▶ Description of the task
Give back exactly the lines of the material below, starting with the line with "Pin every instance of the metal pole." and going on through the line with "Pin every instance of the wristwatch.".
====================
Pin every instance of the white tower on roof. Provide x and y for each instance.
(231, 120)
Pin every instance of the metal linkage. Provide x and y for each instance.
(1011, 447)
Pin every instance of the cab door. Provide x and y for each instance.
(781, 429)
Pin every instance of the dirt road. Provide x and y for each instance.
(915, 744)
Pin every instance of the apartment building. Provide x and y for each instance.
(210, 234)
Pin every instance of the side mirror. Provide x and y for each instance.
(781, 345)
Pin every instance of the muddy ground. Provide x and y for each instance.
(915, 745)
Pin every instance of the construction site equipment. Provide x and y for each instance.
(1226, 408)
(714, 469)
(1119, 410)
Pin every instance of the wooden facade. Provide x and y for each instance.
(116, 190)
====================
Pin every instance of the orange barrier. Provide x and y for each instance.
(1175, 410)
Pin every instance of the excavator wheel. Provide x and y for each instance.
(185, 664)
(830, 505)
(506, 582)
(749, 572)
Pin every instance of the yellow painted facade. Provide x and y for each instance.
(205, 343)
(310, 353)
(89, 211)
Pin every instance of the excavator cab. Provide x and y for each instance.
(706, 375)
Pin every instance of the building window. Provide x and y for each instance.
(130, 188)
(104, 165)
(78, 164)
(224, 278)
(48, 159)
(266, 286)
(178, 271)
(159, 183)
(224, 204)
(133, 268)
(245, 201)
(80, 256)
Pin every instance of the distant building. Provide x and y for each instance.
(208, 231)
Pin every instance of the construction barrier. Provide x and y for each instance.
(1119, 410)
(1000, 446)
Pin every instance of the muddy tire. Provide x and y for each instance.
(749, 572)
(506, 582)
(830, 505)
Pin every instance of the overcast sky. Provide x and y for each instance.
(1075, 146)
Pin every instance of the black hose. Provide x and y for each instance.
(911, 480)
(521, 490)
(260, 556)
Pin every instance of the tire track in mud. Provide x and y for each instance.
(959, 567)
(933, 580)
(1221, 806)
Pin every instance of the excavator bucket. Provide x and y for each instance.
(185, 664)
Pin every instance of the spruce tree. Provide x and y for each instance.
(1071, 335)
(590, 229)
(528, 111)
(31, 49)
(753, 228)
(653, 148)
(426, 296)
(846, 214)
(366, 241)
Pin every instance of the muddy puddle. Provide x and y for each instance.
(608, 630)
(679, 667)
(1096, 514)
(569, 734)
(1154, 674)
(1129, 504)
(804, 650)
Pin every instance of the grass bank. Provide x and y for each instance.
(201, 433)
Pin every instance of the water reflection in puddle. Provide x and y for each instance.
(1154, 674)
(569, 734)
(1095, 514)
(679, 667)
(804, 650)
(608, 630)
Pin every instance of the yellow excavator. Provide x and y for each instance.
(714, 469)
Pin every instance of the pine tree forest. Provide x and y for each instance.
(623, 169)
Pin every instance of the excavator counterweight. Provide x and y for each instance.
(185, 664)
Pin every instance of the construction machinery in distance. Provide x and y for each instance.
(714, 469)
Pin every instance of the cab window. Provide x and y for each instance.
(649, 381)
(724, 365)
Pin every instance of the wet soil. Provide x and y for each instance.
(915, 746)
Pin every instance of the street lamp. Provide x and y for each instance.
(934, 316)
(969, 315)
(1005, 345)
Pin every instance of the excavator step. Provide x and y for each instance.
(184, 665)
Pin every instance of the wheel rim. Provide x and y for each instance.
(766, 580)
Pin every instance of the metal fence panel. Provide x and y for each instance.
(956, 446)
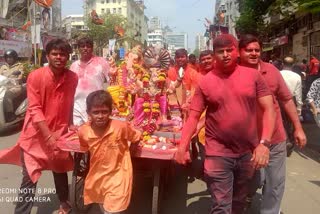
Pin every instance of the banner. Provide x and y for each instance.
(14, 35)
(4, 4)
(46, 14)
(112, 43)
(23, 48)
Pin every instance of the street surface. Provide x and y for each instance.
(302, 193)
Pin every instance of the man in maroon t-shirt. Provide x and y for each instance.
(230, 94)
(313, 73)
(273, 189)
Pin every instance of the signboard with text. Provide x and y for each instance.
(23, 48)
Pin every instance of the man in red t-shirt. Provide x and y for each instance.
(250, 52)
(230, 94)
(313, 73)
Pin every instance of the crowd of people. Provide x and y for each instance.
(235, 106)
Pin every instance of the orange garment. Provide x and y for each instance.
====================
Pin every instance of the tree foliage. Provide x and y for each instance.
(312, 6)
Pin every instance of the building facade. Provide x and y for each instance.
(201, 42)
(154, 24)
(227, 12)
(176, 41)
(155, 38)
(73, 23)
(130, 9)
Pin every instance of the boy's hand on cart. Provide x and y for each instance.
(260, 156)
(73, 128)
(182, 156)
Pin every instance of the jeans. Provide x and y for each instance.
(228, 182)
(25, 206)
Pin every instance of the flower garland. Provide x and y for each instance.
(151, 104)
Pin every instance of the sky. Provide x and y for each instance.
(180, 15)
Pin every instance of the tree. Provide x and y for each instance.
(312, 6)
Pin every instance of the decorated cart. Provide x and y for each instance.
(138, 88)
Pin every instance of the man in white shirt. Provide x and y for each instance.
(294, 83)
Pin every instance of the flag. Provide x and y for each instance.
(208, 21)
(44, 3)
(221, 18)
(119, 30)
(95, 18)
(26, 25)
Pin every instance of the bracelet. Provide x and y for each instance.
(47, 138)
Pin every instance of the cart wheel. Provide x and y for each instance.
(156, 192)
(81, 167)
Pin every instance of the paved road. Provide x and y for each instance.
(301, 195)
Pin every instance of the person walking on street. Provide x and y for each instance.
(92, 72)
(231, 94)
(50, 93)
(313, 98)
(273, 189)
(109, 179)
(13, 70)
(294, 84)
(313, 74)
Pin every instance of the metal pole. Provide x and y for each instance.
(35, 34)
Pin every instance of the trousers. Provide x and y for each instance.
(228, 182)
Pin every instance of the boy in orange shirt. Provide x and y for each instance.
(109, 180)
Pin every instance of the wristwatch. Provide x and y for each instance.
====================
▶ Result
Pin every instance of the metal pole. Provide x and y for each instance.
(35, 34)
Pin every instance of the trousers. Provide x and y for each instance.
(228, 182)
Pin every instance of the boy in orange shirt. Provide x and y for each instance.
(109, 180)
Pin every instance of the wristwatch. Provide x and y for each instance.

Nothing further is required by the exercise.